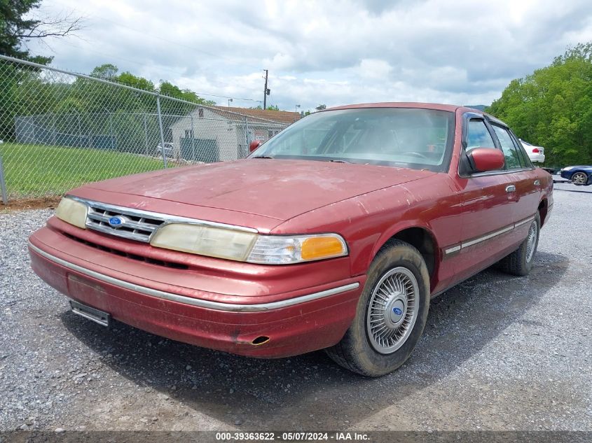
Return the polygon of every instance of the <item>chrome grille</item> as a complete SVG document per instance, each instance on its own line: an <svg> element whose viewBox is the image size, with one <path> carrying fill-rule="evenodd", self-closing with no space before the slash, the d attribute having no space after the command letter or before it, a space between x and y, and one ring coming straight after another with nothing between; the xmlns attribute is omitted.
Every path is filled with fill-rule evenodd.
<svg viewBox="0 0 592 443"><path fill-rule="evenodd" d="M137 240L150 241L150 236L165 223L153 213L135 211L96 202L84 202L88 206L86 215L87 227L105 234ZM112 217L121 217L123 223L116 227L109 225Z"/></svg>

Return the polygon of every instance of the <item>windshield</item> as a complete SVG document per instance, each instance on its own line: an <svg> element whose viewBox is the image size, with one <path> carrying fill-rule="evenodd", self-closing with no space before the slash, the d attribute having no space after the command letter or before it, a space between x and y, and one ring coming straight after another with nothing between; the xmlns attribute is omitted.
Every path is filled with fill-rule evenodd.
<svg viewBox="0 0 592 443"><path fill-rule="evenodd" d="M454 114L408 108L312 114L270 139L251 157L347 162L446 171Z"/></svg>

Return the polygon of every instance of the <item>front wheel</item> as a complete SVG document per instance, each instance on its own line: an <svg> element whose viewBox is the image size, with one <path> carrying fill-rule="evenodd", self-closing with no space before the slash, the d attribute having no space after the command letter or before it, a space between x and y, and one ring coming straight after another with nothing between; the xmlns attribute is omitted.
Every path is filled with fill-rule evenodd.
<svg viewBox="0 0 592 443"><path fill-rule="evenodd" d="M576 172L572 176L572 183L574 185L585 185L588 183L588 176L585 172Z"/></svg>
<svg viewBox="0 0 592 443"><path fill-rule="evenodd" d="M370 266L351 326L327 353L362 375L394 371L421 337L429 294L427 267L420 252L404 241L390 241Z"/></svg>

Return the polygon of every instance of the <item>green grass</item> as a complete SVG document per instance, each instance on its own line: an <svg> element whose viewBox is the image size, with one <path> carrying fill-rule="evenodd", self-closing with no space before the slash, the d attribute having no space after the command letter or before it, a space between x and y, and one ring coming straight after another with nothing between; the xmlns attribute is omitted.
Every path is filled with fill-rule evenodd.
<svg viewBox="0 0 592 443"><path fill-rule="evenodd" d="M0 144L9 198L61 195L91 181L153 171L163 162L104 149Z"/></svg>

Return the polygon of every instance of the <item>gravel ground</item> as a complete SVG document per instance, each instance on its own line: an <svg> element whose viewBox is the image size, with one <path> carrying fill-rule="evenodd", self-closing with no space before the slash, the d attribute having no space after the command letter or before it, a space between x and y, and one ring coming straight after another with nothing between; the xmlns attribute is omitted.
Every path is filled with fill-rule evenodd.
<svg viewBox="0 0 592 443"><path fill-rule="evenodd" d="M488 269L434 300L377 379L85 321L29 266L51 211L0 214L0 430L592 430L591 188L556 186L530 276Z"/></svg>

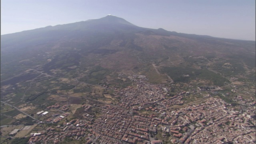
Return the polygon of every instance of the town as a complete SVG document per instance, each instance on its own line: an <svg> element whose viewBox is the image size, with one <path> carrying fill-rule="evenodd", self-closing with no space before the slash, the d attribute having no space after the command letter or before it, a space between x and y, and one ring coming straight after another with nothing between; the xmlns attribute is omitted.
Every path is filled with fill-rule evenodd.
<svg viewBox="0 0 256 144"><path fill-rule="evenodd" d="M208 94L198 104L184 104L183 99L190 92L200 93L200 89L210 92L217 88L201 87L171 96L169 88L148 83L145 76L124 74L119 76L129 78L133 84L125 88L108 86L114 90L113 98L120 100L116 104L89 99L74 113L68 104L48 106L34 114L34 117L39 119L47 117L36 126L45 130L32 130L29 142L58 144L71 140L87 144L256 142L255 101L246 102L241 97L237 98L250 106L238 111L231 104ZM66 118L72 114L72 118ZM9 134L14 136L28 126L15 129Z"/></svg>

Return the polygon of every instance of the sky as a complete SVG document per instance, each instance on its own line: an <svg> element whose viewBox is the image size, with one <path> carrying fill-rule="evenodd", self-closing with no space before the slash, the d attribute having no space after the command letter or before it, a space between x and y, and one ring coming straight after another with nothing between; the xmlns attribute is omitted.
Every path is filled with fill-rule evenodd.
<svg viewBox="0 0 256 144"><path fill-rule="evenodd" d="M255 0L1 0L1 34L98 19L137 26L255 40Z"/></svg>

## Required task:
Switch every "polygon" in the entries above to "outline" and give the lines again with nothing else changed. Leave the pictures out.

## Output of the exercise:
Return the outline of every instance of the <item>chrome grille</item> as a complete SVG document per instance, each instance on its own line: an <svg> element whose viewBox is the image size, with one <path> carrying fill-rule="evenodd", self-closing with no space before the slash, the d attribute having no space after the command letter or before it, a space between x and y, and one ring coming straight after another with nothing between; the xmlns attribute is omitted.
Every path is filled with fill-rule evenodd.
<svg viewBox="0 0 592 443"><path fill-rule="evenodd" d="M137 240L150 241L150 236L165 223L153 213L135 211L96 202L84 202L88 206L86 215L87 227L105 234ZM112 217L121 217L123 223L116 227L109 225Z"/></svg>

Return the outline of every instance of the <item>windshield</item> as a complete SVG document per instance, each instance on its own line: an <svg> element whose viewBox is the image size, with one <path> carrying fill-rule="evenodd", self-closing with no space before the slash, the d attribute having no space after the command letter or before it, a space between x and y, and one ring coming straight after another with nothing between; the xmlns attribute is omitted.
Every path is filled with fill-rule evenodd.
<svg viewBox="0 0 592 443"><path fill-rule="evenodd" d="M454 114L408 108L312 114L270 139L251 157L347 162L446 171Z"/></svg>

Return the outline of every instance of the <item>front wheel</item> as a complete SVG document per instance, each instance on its own line: an <svg> element whose viewBox is the image size, with one <path> carrying fill-rule="evenodd", self-closing with no space before the slash, the d attribute having no space after the command letter or before it, a space between x and y, and one ring coming straight after another with nothing between; the xmlns attribute is omitted.
Every path is filled with fill-rule evenodd.
<svg viewBox="0 0 592 443"><path fill-rule="evenodd" d="M576 172L572 176L572 183L574 185L585 185L588 183L588 176L585 172Z"/></svg>
<svg viewBox="0 0 592 443"><path fill-rule="evenodd" d="M370 266L351 326L327 353L362 375L394 371L421 337L429 294L427 267L420 252L404 241L390 241Z"/></svg>

Return the outline of every instance of the <item>green grass</item> as a complete SVG document per instance, each instance on its own line: an <svg> element whose viewBox is the image size, with one <path> carrying fill-rule="evenodd", self-closing with no space before the slash, the d attribute having no space after the command letter or before it, a space between x and y, and one ring coming straight after another with nothing between; the xmlns attribute is omitted.
Every path is filled with fill-rule evenodd.
<svg viewBox="0 0 592 443"><path fill-rule="evenodd" d="M0 144L9 198L61 195L91 181L153 171L163 162L104 149Z"/></svg>

Return the outline of every instance of the <item>gravel ground</item> as a complete SVG document per instance, each instance on its own line: an <svg> element whose viewBox is the image size, with one <path> carrying fill-rule="evenodd", self-closing with no space before the slash, the d attribute having no space after the command letter or before it, a space between x and y, and one ring coming straight after another with nothing between; the xmlns attribute is omitted.
Every path is filled with fill-rule evenodd.
<svg viewBox="0 0 592 443"><path fill-rule="evenodd" d="M488 269L434 300L377 379L85 321L29 266L51 211L0 214L0 430L592 430L591 188L556 186L530 276Z"/></svg>

Return the outline of every instance of the town as a complete SVG document per instance, each instance on its own line: an <svg> element whose viewBox is the image size, with one <path> carrying fill-rule="evenodd", self-closing with no space before the slash, the d attribute having no space after the command letter or before it, a space between x and y, and one ring coming straight after another with nothing between; the xmlns attribute is omitted.
Every path is filled with fill-rule evenodd.
<svg viewBox="0 0 256 144"><path fill-rule="evenodd" d="M208 94L198 104L184 104L183 99L190 92L200 93L200 89L210 92L217 88L201 87L171 96L169 88L148 83L145 76L124 74L119 76L129 78L133 84L125 88L108 86L114 90L113 98L120 100L116 104L89 99L74 113L68 104L48 106L34 114L34 117L39 119L47 117L36 126L45 130L32 130L29 142L58 144L71 140L87 144L256 142L255 101L246 102L241 97L237 98L250 106L238 111L231 104ZM66 118L72 114L72 118ZM9 134L14 136L28 126L15 129Z"/></svg>

Return the outline of every instance of the sky as a complete SVG document per instance, each instance on its own line: an <svg> element whose viewBox is the image size, with one <path> carrying fill-rule="evenodd", self-closing with no space before the slash, the d attribute having no space after the command letter or before it, a space between x and y, and one ring coming straight after another with nothing between; the xmlns attribute is omitted.
Every path is filled with fill-rule evenodd.
<svg viewBox="0 0 256 144"><path fill-rule="evenodd" d="M255 0L1 0L1 34L98 19L137 26L255 40Z"/></svg>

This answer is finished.